TASK OBJECTIVE -
Report only the number of lines in the material that contain the word "blue".

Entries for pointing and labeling
= = = = =

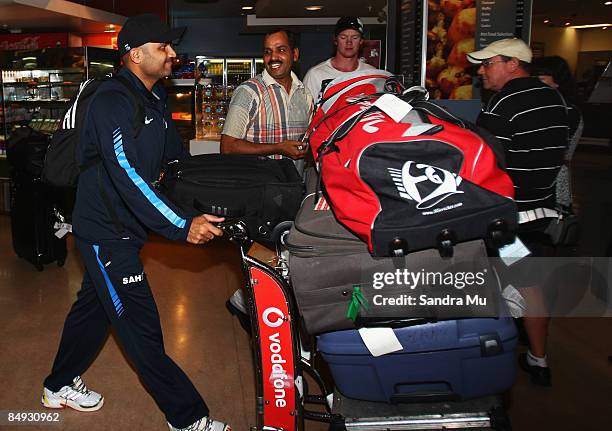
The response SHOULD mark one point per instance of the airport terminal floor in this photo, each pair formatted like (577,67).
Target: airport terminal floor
(191,285)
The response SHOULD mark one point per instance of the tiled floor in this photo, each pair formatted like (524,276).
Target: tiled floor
(191,285)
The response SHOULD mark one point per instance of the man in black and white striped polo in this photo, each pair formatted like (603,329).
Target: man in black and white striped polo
(530,119)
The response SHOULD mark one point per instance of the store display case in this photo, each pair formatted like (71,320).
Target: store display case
(36,85)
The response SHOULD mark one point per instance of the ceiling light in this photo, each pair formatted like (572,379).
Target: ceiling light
(593,26)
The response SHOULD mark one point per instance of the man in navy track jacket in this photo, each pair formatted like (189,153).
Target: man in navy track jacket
(116,206)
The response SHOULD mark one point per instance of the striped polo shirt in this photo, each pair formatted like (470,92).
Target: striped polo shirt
(531,120)
(261,111)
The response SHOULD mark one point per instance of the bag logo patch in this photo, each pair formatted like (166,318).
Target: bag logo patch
(426,185)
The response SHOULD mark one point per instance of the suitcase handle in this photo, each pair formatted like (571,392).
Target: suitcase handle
(218,210)
(424,397)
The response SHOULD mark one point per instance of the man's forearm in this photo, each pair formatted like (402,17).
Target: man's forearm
(231,145)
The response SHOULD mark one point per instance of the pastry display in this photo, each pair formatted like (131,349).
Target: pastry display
(450,36)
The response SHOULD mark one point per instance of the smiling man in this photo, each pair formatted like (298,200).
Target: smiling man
(269,114)
(348,38)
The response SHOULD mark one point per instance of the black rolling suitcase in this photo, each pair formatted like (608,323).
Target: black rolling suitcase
(33,205)
(260,191)
(32,223)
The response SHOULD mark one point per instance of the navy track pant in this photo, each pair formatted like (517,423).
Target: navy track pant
(115,292)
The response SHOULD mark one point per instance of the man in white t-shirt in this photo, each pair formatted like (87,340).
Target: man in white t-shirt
(348,38)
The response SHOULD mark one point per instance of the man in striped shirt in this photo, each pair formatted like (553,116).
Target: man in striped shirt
(269,114)
(531,121)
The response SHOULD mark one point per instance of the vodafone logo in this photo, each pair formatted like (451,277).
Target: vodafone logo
(273,317)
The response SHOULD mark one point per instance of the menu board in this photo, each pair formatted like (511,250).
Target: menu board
(410,40)
(458,27)
(501,19)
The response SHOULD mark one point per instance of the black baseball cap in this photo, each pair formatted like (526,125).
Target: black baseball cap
(348,22)
(145,28)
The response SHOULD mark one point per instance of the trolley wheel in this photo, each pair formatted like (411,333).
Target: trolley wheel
(337,423)
(500,420)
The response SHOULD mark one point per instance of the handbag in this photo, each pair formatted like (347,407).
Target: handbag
(564,230)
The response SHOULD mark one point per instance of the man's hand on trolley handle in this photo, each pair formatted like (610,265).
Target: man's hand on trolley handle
(203,230)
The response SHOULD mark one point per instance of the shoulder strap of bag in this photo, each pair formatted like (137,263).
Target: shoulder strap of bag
(137,124)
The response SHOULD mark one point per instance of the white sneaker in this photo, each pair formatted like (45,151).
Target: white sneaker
(204,424)
(75,396)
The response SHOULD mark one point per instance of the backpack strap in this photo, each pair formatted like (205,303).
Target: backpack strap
(136,100)
(137,124)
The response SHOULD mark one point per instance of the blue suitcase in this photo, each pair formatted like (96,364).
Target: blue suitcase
(446,360)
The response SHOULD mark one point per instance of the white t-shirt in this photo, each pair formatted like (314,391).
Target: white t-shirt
(325,72)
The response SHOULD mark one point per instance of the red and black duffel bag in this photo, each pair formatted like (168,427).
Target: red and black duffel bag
(403,173)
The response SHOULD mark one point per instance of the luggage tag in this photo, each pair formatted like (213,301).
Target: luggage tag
(514,252)
(322,204)
(380,341)
(393,106)
(62,229)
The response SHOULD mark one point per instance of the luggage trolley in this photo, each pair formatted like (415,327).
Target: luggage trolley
(281,363)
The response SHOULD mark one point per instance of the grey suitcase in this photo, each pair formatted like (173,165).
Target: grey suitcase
(327,263)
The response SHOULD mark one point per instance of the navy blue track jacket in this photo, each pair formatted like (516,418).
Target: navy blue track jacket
(129,167)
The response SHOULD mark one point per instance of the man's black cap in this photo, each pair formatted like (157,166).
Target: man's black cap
(145,28)
(349,22)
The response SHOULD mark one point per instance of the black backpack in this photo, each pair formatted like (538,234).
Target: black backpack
(61,167)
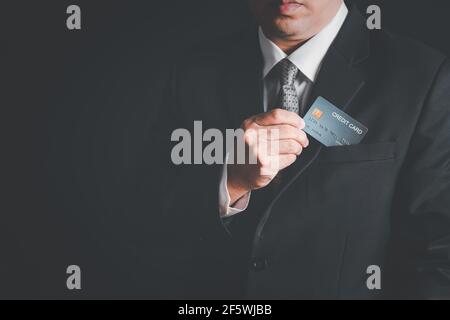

= = = = =

FINISHED TASK -
4